▸ YOUR OBJECTIVE: The records below are to be copied word for word, with every picture left out.

-*-*-

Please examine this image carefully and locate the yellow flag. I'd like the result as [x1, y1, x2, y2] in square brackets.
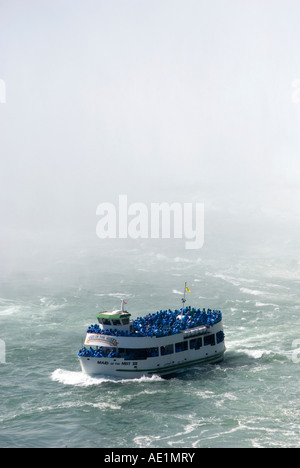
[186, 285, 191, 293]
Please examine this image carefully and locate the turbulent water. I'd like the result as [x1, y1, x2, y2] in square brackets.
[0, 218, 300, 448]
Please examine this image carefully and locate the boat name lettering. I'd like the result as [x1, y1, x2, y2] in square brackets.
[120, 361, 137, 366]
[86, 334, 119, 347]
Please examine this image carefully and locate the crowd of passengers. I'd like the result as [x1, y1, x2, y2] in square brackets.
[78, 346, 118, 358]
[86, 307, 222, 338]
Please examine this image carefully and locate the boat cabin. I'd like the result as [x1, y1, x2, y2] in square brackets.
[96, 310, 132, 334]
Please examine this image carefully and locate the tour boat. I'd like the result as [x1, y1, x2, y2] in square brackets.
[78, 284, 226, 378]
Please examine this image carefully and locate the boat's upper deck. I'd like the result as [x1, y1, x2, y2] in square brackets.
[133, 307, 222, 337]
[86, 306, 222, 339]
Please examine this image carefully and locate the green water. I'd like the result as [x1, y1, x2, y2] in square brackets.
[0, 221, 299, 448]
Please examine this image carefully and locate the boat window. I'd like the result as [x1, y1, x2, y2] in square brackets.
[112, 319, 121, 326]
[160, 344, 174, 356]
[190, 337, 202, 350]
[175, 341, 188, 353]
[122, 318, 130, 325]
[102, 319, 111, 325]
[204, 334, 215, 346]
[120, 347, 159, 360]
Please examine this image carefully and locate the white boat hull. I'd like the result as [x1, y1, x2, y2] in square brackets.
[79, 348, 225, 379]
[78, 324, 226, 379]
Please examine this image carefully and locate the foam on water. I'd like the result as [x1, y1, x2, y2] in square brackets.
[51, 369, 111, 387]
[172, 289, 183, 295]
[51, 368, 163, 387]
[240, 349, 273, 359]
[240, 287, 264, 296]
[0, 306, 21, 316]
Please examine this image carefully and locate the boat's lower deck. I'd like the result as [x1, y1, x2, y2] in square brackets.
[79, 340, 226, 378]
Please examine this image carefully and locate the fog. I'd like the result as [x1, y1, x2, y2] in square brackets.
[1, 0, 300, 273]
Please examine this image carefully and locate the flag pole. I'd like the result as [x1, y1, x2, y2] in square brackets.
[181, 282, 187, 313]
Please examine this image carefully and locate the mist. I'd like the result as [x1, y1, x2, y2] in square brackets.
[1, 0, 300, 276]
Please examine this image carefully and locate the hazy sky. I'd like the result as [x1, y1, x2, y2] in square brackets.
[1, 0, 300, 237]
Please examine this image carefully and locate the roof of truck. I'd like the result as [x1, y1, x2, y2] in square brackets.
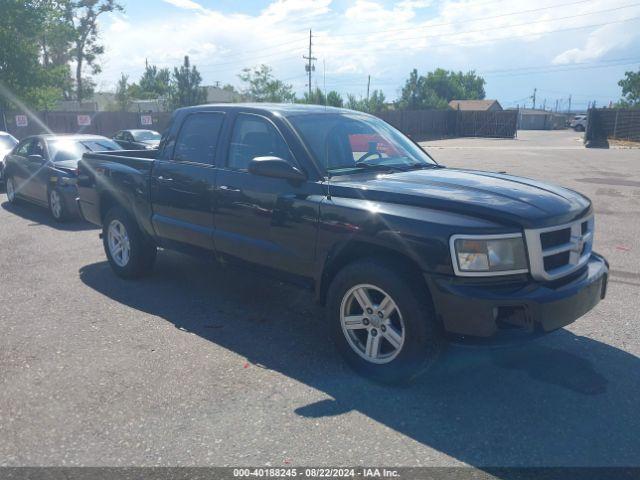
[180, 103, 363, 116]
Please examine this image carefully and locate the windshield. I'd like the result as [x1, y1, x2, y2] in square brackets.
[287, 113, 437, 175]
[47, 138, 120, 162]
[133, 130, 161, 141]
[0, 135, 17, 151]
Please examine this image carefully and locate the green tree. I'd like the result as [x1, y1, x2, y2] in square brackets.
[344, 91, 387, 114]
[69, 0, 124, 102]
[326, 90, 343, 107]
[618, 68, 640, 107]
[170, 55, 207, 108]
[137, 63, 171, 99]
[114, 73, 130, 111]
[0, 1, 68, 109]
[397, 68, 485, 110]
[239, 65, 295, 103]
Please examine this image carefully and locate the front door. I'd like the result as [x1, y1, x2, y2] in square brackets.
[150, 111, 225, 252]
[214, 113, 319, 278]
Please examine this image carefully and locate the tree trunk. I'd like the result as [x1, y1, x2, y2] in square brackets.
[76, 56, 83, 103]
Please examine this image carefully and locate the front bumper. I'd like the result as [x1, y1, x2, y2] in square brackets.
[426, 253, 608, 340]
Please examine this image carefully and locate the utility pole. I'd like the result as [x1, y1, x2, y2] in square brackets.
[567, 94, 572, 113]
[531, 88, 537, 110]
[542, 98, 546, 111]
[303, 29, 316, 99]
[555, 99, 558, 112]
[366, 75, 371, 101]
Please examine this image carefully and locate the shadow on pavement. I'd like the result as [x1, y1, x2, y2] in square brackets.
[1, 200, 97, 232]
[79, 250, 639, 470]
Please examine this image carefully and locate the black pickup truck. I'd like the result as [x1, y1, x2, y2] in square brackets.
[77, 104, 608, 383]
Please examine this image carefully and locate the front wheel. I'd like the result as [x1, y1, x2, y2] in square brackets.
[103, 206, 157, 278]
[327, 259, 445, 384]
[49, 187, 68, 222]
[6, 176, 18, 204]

-*-*-

▸ RESULT OF THE EXERCISE:
Please examine this image carefully and locate the yellow flag. I'd like the result as [x1, y1, x2, y2] in square brackets.
[186, 285, 191, 293]
Please examine this image carefully and locate the turbulent water. I'd like the result as [x1, y1, x2, y2] in square brackets.
[0, 218, 300, 448]
Please examine this image carefully and locate the boat name lettering. I'd like the result as [x1, y1, x2, y2] in square brackets.
[120, 361, 137, 366]
[86, 334, 119, 347]
Please examine this image carefully and locate the crowd of passengers. I'd like the result as [x1, y1, x2, y2] in square brackets.
[78, 346, 118, 358]
[86, 307, 222, 338]
Please examine this image carefully and locate the boat cabin. I'd like the result as [x1, y1, x2, y2] in square brackets.
[96, 310, 132, 334]
Please examine this image carefully and locate the tour boat. I'd like the result as [x1, y1, x2, y2] in square brackets.
[78, 284, 226, 378]
Please examine this image carefully and locate the boat's upper deck. I'd like the result as [x1, y1, x2, y2] in square brackets.
[133, 307, 222, 337]
[86, 306, 222, 339]
Please examine this image carefully and locate the green water. I'd like the result as [x1, y1, x2, y2] in square brackets.
[0, 221, 299, 448]
Please examine this image carefully and locate the boat window. I'd like the result as [x1, y1, x2, y2] in square brackets.
[112, 319, 121, 326]
[160, 344, 174, 356]
[190, 337, 202, 350]
[175, 341, 188, 353]
[122, 318, 130, 325]
[102, 319, 111, 325]
[204, 334, 215, 346]
[120, 347, 159, 360]
Please examine this image carefully and locate the white boat hull. I'd like the result as [x1, y1, x2, y2] in square brackets.
[79, 348, 225, 379]
[78, 324, 226, 379]
Please examine this image carefully and locate the foam on water. I'd like the result as [x1, y1, x2, y2] in square brackets.
[51, 369, 111, 387]
[172, 289, 183, 295]
[51, 368, 163, 387]
[240, 349, 273, 359]
[240, 287, 264, 296]
[0, 306, 21, 316]
Please examine this image carefully and locate the boat's lower deck. I'd like the result as [x1, y1, x2, y2] in square brackets.
[79, 340, 226, 378]
Please examine this image carefully and locate the fog. I'd like the result as [x1, y1, x2, y2] in square brackets.
[1, 0, 300, 273]
Please examine this image carefully and locate the flag pole. I'd like the result as [x1, y1, x2, y2] in square brackets.
[181, 282, 187, 313]
Please examine this image carefully and locate the mist. I'd like the result as [x1, y1, x2, y2] in square brackets.
[1, 0, 300, 276]
Please examine this image carefully and locate the hazy sky. I'd like the result as [x1, y1, x2, y2] in square brackets.
[1, 0, 300, 237]
Please examine this image carefully and locate the roof of truck. I'd like the result as [x1, y1, x2, y2] in square brackets.
[180, 103, 363, 116]
Please examine this image carefully and locate the windshield. I'd like the result as [x1, y1, x2, y2] in square brackets.
[287, 113, 437, 175]
[47, 138, 120, 162]
[133, 130, 161, 141]
[0, 135, 17, 151]
Please examine this image carefully and locate the green tree. I'd like the result as [x1, y1, x2, y2] in square brackets.
[344, 91, 387, 114]
[69, 0, 124, 102]
[326, 90, 343, 107]
[618, 68, 640, 107]
[170, 55, 207, 108]
[137, 63, 171, 99]
[114, 73, 130, 111]
[0, 1, 68, 109]
[397, 68, 485, 110]
[239, 65, 295, 103]
Please examine this image carefully and locate the front door. I'd like the result as [x1, y1, x2, y2] in square brackets.
[150, 111, 225, 252]
[214, 113, 319, 278]
Please examine this image carefully and locate the tree trunk. I'd like the result as [x1, y1, x2, y2] in square brackets.
[76, 56, 83, 103]
Please examine this image carefully and locate the front bumper. I'd like the result as [x1, y1, x2, y2] in square brackets.
[426, 253, 608, 340]
Please examine this image carefully and locate the utility pole. I'd like the result as [x1, y1, x2, y2] in square brackets.
[567, 94, 572, 113]
[531, 88, 537, 110]
[542, 98, 546, 111]
[303, 29, 316, 99]
[555, 99, 558, 112]
[366, 75, 371, 101]
Please examine this image carefully and locate the shadow on pavement. I'd like the result as [x1, y1, x2, y2] in square brackets.
[1, 200, 97, 232]
[79, 250, 639, 470]
Please examine this image carefully and locate the black pickup truck. I'd like the result as [x1, y1, x2, y2] in square brackets.
[77, 104, 608, 383]
Please examine this image carefully and locate the front wheel. I'd like the result as [x1, y1, x2, y2] in square brackets.
[103, 206, 157, 278]
[327, 259, 445, 384]
[49, 187, 68, 222]
[6, 176, 18, 204]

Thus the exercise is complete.